In the entries below, find the string "topped" and return each line holding it.

» **Natural-language object grounding data**
▼
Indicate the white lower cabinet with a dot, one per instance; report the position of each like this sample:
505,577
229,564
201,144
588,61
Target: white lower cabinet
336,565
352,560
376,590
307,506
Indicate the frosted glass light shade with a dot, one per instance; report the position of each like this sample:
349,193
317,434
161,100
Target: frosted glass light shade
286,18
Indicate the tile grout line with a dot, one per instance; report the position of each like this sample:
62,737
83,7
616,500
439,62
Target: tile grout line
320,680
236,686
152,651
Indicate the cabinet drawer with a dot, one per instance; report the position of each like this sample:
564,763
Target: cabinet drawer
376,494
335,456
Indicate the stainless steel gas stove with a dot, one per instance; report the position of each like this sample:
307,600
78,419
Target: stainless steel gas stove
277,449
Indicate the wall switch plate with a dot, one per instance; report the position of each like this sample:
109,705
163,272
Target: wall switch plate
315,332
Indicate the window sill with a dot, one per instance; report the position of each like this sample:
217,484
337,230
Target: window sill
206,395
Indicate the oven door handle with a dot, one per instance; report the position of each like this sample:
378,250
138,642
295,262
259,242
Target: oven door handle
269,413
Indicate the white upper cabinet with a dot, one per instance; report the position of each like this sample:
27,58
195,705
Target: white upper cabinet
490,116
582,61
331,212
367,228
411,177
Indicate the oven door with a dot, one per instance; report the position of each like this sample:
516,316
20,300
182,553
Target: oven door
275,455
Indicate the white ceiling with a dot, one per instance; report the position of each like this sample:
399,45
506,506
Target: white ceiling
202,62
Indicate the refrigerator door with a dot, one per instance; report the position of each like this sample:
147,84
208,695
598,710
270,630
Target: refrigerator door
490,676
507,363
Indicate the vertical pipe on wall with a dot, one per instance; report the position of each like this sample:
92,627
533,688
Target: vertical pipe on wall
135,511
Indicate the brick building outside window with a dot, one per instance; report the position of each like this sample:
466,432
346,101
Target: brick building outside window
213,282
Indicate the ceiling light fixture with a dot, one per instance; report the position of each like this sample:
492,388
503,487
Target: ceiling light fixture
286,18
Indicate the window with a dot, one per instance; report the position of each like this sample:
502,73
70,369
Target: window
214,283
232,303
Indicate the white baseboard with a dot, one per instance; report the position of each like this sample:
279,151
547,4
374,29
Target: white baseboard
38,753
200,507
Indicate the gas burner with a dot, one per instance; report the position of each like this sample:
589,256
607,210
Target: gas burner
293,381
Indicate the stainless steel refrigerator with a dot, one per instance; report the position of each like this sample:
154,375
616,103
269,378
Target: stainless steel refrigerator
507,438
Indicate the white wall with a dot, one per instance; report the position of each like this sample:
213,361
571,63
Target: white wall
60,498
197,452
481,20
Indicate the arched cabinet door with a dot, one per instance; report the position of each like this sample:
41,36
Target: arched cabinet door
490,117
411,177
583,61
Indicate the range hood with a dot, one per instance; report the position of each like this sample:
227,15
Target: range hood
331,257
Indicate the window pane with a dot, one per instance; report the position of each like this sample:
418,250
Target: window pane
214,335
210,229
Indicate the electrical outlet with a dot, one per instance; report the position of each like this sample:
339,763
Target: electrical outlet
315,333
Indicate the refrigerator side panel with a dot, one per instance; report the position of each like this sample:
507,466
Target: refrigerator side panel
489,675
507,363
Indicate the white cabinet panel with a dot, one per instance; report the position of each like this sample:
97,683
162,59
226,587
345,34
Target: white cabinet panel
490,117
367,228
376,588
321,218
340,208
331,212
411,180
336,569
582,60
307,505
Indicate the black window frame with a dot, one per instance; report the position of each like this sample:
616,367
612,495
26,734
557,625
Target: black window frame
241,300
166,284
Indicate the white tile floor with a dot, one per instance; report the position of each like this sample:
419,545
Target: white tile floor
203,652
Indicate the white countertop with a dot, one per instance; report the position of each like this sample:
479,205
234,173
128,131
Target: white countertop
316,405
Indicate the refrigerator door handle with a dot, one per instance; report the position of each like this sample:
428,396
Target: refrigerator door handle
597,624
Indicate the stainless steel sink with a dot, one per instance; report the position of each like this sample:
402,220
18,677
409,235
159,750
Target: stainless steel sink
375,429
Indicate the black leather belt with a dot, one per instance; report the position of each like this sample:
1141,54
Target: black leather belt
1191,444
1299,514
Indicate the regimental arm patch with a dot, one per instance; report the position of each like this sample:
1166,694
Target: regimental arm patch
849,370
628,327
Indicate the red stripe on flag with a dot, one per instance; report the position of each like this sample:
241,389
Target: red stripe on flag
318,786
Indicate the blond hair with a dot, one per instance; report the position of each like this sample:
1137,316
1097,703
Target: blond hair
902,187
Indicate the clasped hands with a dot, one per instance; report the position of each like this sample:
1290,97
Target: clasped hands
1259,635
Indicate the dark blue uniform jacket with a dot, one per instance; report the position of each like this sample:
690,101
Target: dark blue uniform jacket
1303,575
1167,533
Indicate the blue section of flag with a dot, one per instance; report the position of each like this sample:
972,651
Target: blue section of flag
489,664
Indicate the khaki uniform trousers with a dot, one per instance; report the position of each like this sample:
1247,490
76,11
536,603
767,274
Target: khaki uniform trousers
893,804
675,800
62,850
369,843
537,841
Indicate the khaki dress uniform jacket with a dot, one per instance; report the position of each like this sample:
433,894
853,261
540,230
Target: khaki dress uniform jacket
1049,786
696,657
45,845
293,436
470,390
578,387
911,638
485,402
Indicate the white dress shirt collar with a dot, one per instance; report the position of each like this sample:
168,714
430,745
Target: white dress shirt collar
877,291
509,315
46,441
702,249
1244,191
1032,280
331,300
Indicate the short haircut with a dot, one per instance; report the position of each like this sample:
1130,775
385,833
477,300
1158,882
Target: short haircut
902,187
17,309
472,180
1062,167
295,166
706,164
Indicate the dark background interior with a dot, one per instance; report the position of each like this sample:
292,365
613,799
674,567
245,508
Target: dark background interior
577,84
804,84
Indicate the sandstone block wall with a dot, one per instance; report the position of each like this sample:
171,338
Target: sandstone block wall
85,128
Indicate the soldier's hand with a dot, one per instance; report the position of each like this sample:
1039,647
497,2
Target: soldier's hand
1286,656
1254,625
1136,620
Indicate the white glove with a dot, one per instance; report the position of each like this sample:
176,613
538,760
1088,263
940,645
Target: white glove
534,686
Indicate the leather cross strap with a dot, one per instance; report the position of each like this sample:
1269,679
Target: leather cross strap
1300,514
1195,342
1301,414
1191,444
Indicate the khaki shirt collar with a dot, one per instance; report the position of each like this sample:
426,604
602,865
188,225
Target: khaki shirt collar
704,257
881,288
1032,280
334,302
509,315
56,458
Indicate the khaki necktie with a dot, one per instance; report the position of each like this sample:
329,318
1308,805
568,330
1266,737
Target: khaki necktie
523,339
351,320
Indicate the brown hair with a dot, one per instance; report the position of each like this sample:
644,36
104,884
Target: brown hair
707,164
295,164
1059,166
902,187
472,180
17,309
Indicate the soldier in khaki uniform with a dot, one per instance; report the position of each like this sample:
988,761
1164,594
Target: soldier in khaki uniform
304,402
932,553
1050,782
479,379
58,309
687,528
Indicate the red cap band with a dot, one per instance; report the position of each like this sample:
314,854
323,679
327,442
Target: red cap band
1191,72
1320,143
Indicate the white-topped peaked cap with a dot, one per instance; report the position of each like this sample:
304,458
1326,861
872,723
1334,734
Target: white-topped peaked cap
▲
» **Task response**
Indicate the white-topped peaked cap with a dot, one per instance; report the position of each like this sample:
Target: white-topped peaked cap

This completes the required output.